• **TASK INSTRUCTIONS**:
How many lines of the material below contain the word "white", with case taken into account? Reply with the number alone.

++++++++

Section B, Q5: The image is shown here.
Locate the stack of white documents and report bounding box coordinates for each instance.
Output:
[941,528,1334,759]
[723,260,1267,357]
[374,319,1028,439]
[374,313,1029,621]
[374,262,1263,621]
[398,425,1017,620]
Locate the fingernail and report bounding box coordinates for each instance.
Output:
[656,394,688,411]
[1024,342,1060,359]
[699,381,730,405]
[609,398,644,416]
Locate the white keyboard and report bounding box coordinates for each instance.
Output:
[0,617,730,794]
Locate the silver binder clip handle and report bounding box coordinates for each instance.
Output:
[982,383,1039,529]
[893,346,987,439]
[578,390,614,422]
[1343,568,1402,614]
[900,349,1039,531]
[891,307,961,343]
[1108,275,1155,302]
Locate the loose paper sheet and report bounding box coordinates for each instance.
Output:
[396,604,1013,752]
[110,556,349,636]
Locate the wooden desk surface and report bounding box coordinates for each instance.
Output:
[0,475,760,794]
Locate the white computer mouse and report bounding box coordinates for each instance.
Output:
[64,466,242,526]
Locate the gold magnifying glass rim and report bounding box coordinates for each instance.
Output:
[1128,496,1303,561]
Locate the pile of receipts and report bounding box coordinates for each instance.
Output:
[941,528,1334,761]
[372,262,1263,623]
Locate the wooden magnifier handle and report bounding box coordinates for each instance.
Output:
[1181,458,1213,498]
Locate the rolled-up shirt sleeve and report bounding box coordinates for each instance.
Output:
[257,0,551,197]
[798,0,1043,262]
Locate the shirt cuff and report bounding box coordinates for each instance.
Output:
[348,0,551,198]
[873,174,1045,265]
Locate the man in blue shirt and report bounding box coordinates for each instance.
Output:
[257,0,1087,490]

++++++++

• **COMPLETED EXERCISE**:
3